** Goal of the exercise **
Reproduce word for word, from the entries below, the line with "bbox request plowed brown field", the line with "bbox request dense forest belt", and every line between them, and nothing more.

** Supplied information **

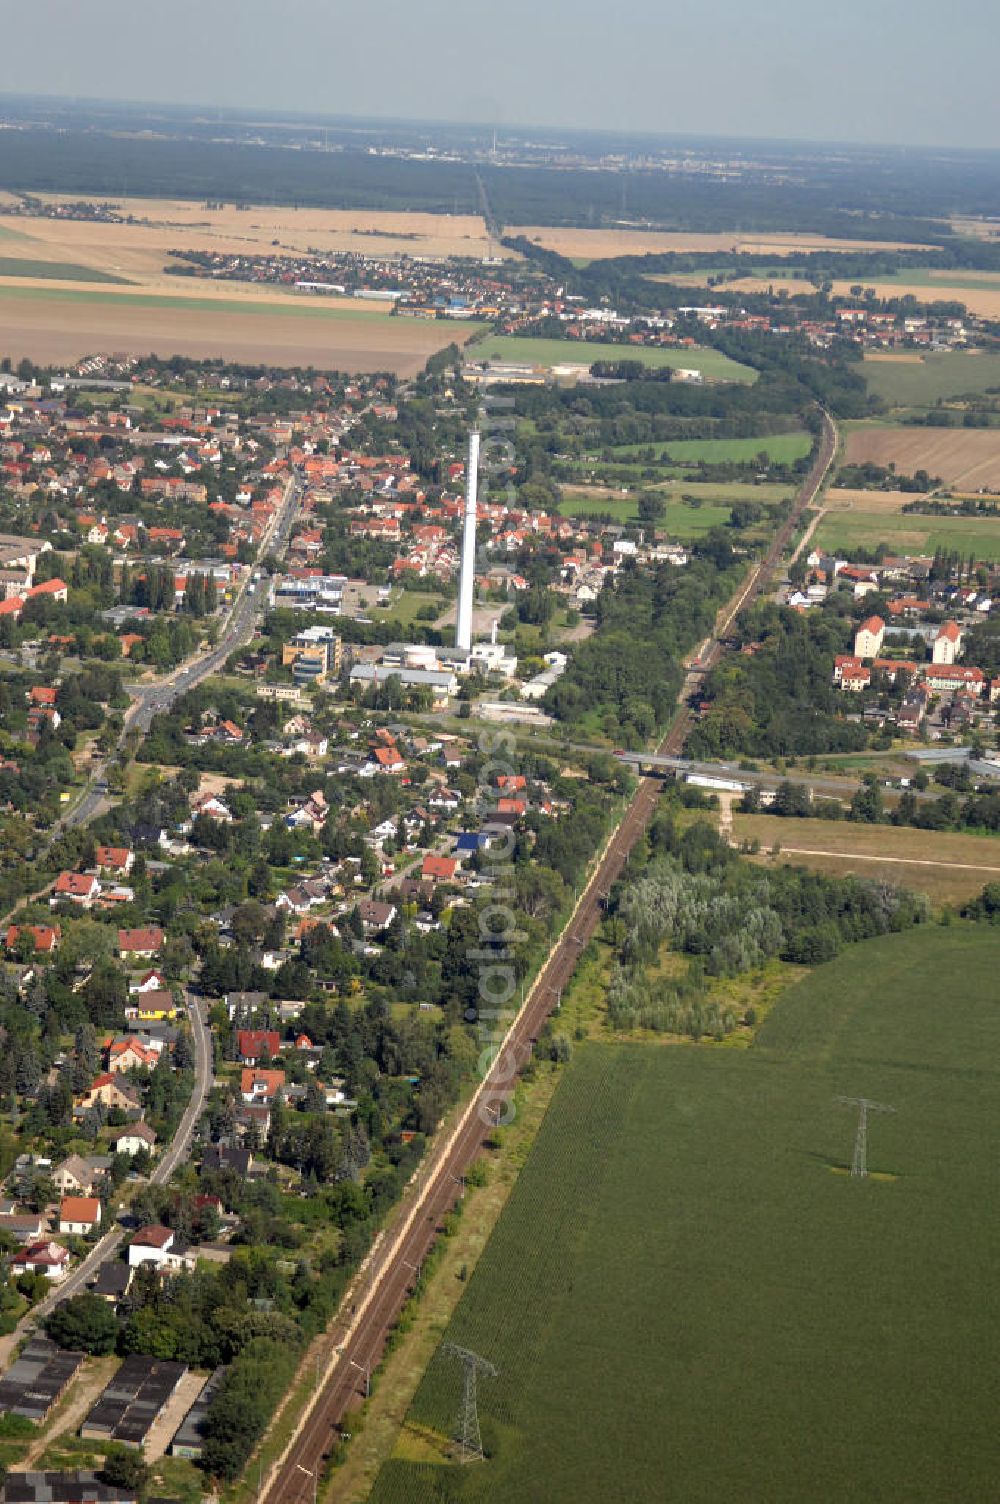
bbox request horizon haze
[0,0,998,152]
--
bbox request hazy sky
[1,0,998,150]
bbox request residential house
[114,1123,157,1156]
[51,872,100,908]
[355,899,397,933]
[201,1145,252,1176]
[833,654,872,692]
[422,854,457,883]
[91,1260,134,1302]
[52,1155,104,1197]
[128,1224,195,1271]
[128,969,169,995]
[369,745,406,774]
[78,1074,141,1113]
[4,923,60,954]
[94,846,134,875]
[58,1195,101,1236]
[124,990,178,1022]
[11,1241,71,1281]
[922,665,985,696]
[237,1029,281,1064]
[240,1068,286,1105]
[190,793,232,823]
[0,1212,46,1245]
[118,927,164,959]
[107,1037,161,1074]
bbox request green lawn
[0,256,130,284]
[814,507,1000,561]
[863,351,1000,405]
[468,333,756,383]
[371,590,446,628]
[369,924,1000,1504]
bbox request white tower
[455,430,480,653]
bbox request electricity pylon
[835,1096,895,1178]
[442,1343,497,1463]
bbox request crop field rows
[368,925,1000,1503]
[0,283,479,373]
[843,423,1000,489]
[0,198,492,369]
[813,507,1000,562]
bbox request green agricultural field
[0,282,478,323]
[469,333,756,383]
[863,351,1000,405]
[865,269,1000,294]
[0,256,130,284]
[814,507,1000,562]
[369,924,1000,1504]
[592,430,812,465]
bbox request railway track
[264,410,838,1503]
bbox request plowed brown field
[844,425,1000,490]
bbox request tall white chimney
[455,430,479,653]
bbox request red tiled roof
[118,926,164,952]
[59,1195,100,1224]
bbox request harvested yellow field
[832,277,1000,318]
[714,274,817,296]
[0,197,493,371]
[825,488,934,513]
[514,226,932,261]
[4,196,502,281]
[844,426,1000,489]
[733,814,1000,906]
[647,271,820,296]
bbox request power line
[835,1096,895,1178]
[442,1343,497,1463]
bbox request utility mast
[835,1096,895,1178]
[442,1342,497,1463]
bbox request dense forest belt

** Answer below **
bbox request plowed brown field
[844,425,1000,490]
bbox request tall white chimney
[455,430,479,653]
bbox request red tiled roof
[118,926,164,952]
[59,1195,100,1224]
bbox request harvested yellow field
[832,277,1000,318]
[714,274,817,296]
[0,197,493,371]
[825,488,934,513]
[514,226,932,261]
[4,196,502,281]
[844,426,1000,489]
[733,814,1000,906]
[647,271,820,296]
bbox request power line
[835,1096,895,1178]
[442,1343,497,1463]
bbox request utility mast
[835,1096,895,1178]
[442,1342,497,1463]
bbox request dense forest belt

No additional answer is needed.